Task statement —
Among the lines of the records, find all that carry the word "below" and copy them.
BEGIN Record excerpts
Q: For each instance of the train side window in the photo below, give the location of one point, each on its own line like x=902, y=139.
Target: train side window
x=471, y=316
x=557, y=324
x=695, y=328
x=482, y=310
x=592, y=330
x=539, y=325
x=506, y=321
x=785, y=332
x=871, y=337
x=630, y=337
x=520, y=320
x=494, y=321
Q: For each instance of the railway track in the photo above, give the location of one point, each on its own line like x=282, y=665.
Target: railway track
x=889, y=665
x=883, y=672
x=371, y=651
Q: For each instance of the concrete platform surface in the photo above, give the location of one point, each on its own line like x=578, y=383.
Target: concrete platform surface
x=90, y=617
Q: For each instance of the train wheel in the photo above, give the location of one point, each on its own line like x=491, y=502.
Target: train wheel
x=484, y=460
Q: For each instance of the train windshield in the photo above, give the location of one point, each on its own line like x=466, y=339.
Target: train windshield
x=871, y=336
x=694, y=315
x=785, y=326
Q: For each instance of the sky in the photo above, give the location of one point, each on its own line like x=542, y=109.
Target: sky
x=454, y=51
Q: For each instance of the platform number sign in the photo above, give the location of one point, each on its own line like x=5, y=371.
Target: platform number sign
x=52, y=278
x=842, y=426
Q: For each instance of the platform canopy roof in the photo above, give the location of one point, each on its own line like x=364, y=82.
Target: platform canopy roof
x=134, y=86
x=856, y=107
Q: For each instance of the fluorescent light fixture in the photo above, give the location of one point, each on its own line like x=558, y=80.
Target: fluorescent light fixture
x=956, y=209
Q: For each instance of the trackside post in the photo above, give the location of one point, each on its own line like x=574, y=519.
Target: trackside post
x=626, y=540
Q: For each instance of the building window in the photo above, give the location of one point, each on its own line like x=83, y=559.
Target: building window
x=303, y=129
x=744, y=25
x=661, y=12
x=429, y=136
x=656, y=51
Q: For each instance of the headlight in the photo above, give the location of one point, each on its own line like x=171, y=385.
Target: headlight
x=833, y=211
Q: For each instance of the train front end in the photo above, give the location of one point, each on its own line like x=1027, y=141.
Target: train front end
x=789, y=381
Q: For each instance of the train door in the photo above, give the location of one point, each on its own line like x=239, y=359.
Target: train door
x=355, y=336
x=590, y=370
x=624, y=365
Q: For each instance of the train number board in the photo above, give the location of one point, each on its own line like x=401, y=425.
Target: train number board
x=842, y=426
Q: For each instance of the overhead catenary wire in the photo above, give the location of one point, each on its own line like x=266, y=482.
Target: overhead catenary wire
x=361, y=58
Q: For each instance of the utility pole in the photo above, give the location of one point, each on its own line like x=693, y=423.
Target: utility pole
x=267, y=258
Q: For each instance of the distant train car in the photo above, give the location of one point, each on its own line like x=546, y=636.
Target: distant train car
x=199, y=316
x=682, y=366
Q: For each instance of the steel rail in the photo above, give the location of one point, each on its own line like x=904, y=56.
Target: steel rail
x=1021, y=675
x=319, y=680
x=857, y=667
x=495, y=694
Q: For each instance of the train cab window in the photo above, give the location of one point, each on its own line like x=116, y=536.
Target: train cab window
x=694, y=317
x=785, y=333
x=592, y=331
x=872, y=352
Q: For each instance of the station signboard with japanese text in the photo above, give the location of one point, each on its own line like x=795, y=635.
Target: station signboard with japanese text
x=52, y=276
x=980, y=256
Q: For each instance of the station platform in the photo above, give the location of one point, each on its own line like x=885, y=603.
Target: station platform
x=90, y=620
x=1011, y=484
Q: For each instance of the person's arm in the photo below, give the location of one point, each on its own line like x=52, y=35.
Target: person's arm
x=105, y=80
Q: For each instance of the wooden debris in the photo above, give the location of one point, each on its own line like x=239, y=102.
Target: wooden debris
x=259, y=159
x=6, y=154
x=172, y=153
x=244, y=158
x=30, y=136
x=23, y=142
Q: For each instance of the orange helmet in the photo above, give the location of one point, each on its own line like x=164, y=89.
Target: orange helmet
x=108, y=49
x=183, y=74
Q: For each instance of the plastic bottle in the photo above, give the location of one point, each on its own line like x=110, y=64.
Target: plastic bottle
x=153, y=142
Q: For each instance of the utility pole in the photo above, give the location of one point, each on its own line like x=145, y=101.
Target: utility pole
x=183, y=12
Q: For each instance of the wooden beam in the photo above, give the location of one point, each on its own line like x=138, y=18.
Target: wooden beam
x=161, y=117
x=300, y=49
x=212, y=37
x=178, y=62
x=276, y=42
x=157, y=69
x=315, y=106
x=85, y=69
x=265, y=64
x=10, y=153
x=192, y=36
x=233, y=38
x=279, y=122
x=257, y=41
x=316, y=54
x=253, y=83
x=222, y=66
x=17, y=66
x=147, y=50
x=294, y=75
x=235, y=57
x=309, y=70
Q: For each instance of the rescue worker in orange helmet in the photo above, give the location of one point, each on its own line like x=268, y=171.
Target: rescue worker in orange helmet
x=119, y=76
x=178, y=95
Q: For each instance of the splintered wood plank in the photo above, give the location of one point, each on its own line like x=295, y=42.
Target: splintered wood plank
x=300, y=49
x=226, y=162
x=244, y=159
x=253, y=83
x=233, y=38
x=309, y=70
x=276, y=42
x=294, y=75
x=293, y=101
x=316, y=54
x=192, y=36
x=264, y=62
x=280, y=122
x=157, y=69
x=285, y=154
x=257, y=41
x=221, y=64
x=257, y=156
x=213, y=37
END Record excerpts
Answer space —
Q: For each instance of the train side window in the photo below, give the location of one point, each on its own line like x=902, y=139.
Q: For each instance of the person's arm in the photo below, give the location of one point, each on its own line like x=52, y=35.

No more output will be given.